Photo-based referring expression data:

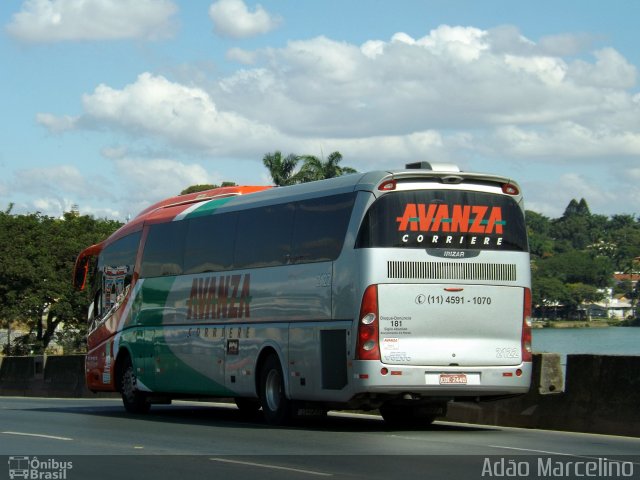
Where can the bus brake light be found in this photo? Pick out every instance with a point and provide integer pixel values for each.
(368, 348)
(526, 327)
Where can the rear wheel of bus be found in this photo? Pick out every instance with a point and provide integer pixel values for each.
(276, 406)
(133, 399)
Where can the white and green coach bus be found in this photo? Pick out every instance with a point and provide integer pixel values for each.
(393, 290)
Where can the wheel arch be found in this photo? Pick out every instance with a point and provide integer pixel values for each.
(266, 352)
(120, 365)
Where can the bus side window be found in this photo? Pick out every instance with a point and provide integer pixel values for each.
(164, 250)
(263, 236)
(320, 227)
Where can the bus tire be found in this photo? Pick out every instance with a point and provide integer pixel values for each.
(277, 408)
(407, 416)
(134, 400)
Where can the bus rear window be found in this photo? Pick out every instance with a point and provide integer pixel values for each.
(444, 219)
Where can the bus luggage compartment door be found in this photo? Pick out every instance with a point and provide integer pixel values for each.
(445, 324)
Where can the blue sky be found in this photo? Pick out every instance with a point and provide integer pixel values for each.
(114, 104)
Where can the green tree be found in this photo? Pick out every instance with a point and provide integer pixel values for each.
(539, 231)
(577, 266)
(316, 169)
(281, 168)
(37, 255)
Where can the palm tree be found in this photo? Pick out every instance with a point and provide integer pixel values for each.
(315, 169)
(281, 169)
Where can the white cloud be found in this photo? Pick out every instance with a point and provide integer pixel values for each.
(242, 56)
(455, 94)
(232, 18)
(57, 124)
(184, 116)
(41, 21)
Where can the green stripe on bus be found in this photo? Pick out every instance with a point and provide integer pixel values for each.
(209, 207)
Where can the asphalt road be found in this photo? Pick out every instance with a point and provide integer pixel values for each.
(95, 439)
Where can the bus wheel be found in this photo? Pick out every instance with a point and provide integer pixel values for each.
(134, 400)
(407, 416)
(276, 406)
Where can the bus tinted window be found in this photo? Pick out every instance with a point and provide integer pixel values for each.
(263, 237)
(320, 227)
(210, 243)
(164, 250)
(444, 219)
(114, 271)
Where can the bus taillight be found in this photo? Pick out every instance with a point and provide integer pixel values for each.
(526, 327)
(368, 326)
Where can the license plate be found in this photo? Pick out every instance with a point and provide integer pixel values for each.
(453, 378)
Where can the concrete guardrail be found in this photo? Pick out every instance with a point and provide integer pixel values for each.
(601, 393)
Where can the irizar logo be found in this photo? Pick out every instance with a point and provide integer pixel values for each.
(459, 219)
(220, 297)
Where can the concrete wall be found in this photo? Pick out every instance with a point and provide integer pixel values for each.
(44, 376)
(601, 394)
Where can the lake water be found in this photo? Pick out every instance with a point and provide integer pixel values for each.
(604, 341)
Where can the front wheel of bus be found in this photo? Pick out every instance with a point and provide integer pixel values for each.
(276, 406)
(134, 400)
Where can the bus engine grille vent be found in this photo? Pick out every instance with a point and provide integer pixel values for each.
(505, 272)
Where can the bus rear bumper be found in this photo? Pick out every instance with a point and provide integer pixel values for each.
(371, 376)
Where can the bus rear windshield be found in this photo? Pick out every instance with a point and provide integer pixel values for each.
(444, 219)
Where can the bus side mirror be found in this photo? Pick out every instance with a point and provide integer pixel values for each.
(80, 273)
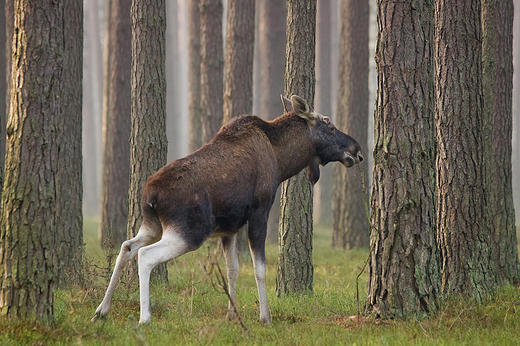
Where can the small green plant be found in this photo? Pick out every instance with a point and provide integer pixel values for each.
(189, 311)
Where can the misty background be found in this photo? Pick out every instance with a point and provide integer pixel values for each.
(95, 43)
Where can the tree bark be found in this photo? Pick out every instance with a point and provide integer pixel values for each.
(238, 79)
(497, 72)
(69, 180)
(295, 270)
(3, 90)
(464, 233)
(28, 226)
(211, 67)
(148, 141)
(173, 114)
(272, 56)
(350, 224)
(116, 149)
(323, 102)
(404, 271)
(92, 111)
(516, 109)
(194, 77)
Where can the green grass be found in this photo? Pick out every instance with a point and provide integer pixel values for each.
(189, 311)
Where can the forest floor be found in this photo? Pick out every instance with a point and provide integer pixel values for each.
(190, 311)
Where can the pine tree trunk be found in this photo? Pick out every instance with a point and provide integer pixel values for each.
(497, 72)
(350, 225)
(238, 79)
(194, 56)
(464, 233)
(69, 182)
(323, 102)
(295, 270)
(516, 110)
(211, 67)
(28, 233)
(174, 116)
(148, 143)
(404, 262)
(92, 101)
(9, 29)
(272, 56)
(116, 149)
(3, 91)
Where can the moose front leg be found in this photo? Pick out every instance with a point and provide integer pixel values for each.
(232, 267)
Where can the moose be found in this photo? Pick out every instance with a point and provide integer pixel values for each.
(217, 189)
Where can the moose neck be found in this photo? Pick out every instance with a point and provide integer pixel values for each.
(291, 140)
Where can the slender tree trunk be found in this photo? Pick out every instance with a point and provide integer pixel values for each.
(92, 111)
(9, 29)
(464, 233)
(404, 266)
(69, 187)
(3, 91)
(173, 114)
(516, 109)
(295, 270)
(211, 67)
(497, 72)
(28, 226)
(350, 225)
(148, 141)
(271, 25)
(323, 188)
(116, 149)
(194, 77)
(238, 67)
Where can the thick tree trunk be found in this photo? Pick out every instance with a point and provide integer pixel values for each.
(295, 270)
(464, 232)
(148, 143)
(28, 230)
(272, 56)
(323, 103)
(116, 149)
(69, 183)
(497, 72)
(404, 261)
(211, 67)
(194, 56)
(238, 78)
(350, 225)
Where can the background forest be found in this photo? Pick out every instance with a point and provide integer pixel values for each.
(418, 244)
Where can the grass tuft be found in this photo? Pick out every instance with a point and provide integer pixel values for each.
(190, 311)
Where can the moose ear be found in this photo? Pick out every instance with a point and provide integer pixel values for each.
(302, 108)
(287, 105)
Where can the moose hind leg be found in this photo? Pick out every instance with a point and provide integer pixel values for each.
(257, 234)
(232, 267)
(171, 245)
(129, 249)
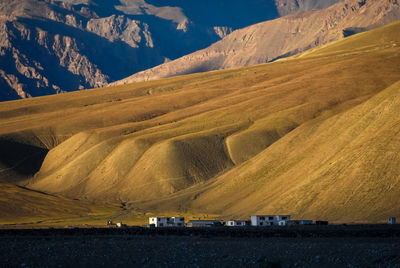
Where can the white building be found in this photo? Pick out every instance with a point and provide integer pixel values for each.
(300, 222)
(167, 221)
(269, 220)
(233, 223)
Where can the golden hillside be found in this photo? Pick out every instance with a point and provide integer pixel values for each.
(315, 136)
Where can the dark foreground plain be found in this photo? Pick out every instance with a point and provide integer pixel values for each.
(303, 246)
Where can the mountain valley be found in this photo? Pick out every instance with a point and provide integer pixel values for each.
(314, 135)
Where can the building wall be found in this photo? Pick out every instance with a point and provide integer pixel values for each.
(268, 220)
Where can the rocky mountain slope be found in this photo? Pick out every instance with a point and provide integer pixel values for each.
(271, 40)
(315, 136)
(54, 46)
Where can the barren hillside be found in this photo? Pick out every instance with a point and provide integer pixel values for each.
(49, 47)
(268, 41)
(314, 136)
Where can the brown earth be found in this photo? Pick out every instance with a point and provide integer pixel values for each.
(314, 136)
(279, 38)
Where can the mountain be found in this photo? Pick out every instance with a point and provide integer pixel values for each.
(271, 40)
(54, 46)
(314, 135)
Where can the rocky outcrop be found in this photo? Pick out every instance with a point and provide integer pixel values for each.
(54, 46)
(286, 36)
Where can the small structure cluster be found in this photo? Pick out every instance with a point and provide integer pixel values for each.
(269, 220)
(118, 224)
(166, 222)
(257, 220)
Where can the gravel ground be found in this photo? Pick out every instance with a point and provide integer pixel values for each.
(196, 250)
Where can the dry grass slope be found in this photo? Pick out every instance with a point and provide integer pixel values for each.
(314, 136)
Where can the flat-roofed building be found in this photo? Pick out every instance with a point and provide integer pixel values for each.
(269, 220)
(167, 221)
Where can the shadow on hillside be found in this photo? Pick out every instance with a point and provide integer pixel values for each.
(19, 161)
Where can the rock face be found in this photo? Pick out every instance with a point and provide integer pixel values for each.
(53, 46)
(286, 36)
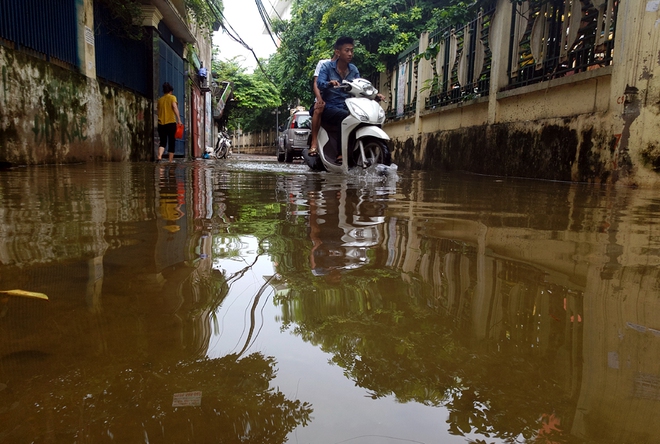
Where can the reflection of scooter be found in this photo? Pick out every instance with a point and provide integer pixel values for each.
(360, 140)
(345, 223)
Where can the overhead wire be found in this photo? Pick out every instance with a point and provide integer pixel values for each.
(231, 32)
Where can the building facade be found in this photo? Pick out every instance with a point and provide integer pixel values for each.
(559, 90)
(79, 85)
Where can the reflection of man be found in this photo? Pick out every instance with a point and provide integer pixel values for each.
(328, 255)
(171, 200)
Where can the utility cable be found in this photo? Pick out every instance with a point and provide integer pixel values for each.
(226, 26)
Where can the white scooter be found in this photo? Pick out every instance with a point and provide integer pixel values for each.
(360, 140)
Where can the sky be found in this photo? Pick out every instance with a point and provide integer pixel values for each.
(244, 18)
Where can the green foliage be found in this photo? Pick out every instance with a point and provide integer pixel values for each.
(382, 29)
(123, 18)
(206, 12)
(255, 96)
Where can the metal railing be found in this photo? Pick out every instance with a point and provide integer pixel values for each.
(404, 98)
(557, 38)
(461, 67)
(46, 29)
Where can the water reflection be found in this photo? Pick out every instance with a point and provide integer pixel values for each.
(128, 325)
(512, 308)
(507, 311)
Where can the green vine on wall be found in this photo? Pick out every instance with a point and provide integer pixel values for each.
(207, 13)
(124, 18)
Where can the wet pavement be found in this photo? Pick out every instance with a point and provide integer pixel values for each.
(254, 301)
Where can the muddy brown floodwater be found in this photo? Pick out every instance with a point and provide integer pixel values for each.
(251, 301)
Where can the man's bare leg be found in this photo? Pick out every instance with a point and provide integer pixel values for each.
(316, 124)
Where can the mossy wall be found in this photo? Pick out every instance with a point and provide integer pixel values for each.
(50, 114)
(578, 149)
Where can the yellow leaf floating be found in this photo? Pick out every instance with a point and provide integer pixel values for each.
(24, 294)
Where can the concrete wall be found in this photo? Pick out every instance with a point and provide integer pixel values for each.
(50, 114)
(598, 126)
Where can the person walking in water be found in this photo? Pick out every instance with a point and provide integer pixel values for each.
(168, 119)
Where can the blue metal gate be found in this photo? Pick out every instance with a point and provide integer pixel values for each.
(121, 60)
(49, 28)
(171, 70)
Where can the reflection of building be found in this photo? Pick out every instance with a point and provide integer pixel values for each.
(582, 290)
(552, 294)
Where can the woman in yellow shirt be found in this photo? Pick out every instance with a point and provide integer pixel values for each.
(168, 119)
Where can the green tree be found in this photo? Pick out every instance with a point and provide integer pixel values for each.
(382, 29)
(255, 96)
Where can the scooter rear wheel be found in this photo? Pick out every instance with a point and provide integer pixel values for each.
(375, 151)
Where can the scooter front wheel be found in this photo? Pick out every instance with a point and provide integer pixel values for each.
(373, 151)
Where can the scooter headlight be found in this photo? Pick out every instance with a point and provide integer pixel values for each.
(381, 115)
(357, 112)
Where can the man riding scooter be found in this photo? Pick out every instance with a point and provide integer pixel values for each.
(331, 76)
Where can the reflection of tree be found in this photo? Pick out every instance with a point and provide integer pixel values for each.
(391, 340)
(135, 404)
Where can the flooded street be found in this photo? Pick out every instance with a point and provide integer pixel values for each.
(251, 301)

EXERCISE PROMPT — Would you copy exactly the lines from the one that contains "Where can the reflection of building" through the final line of the records above, including both?

ANSWER AREA —
Where can the reflection of building be found in this photo? Pick out every instance with a point and provide integer pixel values for each.
(582, 290)
(552, 294)
Where can the woman in yellow shirt be found in this photo? Pick out every instance with a point and provide integer pixel values for each.
(168, 119)
Where can the green tree be found in this photo? Pick out every instance with a point and provide integer pixel values for each.
(382, 29)
(255, 96)
Where can the scooter rear wheel be found in this photo? Pick out every instance with a point and provide integer pixel values for each.
(375, 151)
Where can the scooter front wheel be found in this photo? Pick out every instance with a point and provide integer pixel values for each.
(373, 151)
Where can the scooter headlight be found in this photo? Pick out every instance with a point and provide integer pixel values for each.
(381, 115)
(357, 112)
Where can the man riding scooter be found in this photo? Pick out every instance with a point and provide integer pixel values for each.
(331, 76)
Where can the reflection of tree be found in this photo? Pick out every instance with a point and provide integer pixel values for each.
(391, 340)
(135, 404)
Where can the flooded street be found in this photo? Pick out every instance with a point and provide integer pixel values for each.
(251, 301)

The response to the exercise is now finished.